■ Document excerpt:
★ ★ ★

# Best Player to Never Hit the NBA



## Diophantos (Nov 4, 2004)

So what I'm asking is: best player to never play a single minute in the NBA? I.e. No Arvydas Sabonis, no Mel Daniels, etc.

Thoughts? I don't have any really knockout selections but to my mind the competition probably falls into 2 main categories:

1) International players who never came over
Guys like Oscar Schmidt, Dejan Bodiroga etc.

2) Guys who spent their entire career in the ABA (or other domestic leagues I guess)
For example, Roger Brown, Warren Jabali.

Then outside these two there could be great college players who somehow hit tragedy and never made it (Len Bias is the only one I can think of right now) or streetball legends (like Demetrius "Hook" Mitchell).

I'm not an expert on any of these categories (though I am in the middle of reading Terry Pluto's book _Loose Balls_ about the ABA so I'm working on the 2nd one) so I'm sure there are guys in this debate that I don't know much about. So what do people think?


----------



## jericho (Jul 12, 2002)

Oscar Schmidt was the first guy who came to mind when I saw the thread title. 

The Len Bias category could also include Hank Gathers of Loyola-Marymount fame.


----------



## Auggie (Mar 7, 2004)

gonna be Yi prolly


----------



## white360 (Apr 24, 2004)

Ronnie fields


----------



## Diophantos (Nov 4, 2004)

Okay, I'm doing some research and collecting some quotes...this is a subject that interests me today. I'll be working on adding to this list...keep up the suggestions.

★ ★ ★

Data excerpts
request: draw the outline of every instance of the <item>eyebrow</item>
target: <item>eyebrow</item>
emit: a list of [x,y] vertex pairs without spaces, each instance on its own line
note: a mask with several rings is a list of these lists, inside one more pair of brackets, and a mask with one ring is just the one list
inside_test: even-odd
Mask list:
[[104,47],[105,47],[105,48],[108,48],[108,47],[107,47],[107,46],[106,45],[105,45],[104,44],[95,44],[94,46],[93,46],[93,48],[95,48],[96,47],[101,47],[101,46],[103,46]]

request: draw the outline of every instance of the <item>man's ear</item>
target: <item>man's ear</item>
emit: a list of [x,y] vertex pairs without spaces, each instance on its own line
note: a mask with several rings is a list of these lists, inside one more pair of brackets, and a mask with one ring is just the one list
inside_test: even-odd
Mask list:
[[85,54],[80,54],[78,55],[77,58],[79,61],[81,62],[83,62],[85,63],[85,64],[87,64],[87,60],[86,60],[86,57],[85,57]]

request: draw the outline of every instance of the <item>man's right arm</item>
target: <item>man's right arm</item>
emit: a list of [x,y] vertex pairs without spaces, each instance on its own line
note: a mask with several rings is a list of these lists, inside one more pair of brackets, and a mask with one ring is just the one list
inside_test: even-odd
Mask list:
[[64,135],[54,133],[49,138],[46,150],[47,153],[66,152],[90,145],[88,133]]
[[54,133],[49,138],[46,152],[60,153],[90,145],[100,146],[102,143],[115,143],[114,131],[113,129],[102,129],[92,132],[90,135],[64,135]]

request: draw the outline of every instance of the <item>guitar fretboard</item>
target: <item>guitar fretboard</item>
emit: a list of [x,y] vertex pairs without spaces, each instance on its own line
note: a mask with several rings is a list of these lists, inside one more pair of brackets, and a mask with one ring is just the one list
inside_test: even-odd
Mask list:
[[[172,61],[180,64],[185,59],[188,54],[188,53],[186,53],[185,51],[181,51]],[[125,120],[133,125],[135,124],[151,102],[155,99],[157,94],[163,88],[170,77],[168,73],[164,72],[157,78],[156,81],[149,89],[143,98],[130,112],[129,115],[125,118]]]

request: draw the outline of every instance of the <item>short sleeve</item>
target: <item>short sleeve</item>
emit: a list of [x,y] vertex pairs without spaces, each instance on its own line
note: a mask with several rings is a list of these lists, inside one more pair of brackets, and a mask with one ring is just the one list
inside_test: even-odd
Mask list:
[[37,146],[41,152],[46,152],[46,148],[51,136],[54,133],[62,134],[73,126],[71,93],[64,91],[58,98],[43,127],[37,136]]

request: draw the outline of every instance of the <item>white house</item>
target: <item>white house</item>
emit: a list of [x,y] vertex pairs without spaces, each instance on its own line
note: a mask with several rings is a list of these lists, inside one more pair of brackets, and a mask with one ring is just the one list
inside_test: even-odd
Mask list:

★ ★ ★

■ Assignment: Revise the forum thread about the best player never to reach the NBA, starting with "2) Guys who" and going on through "(Jul 12, 2002)", so that "Warren Jabali" is replaced by "Mel Daniels".

■ Response area:
2) Guys who spent their entire career in the ABA (or other domestic leagues I guess)
For example, Roger Brown, Mel Daniels.

Then outside these two there could be great college players who somehow hit tragedy and never made it (Len Bias is the only one I can think of right now) or streetball legends (like Demetrius "Hook" Mitchell).

I'm not an expert on any of these categories (though I am in the middle of reading Terry Pluto's book _Loose Balls_ about the ABA so I'm working on the 2nd one) so I'm sure there are guys in this debate that I don't know much about. So what do people think?


----------



## jericho (Jul 12, 2002)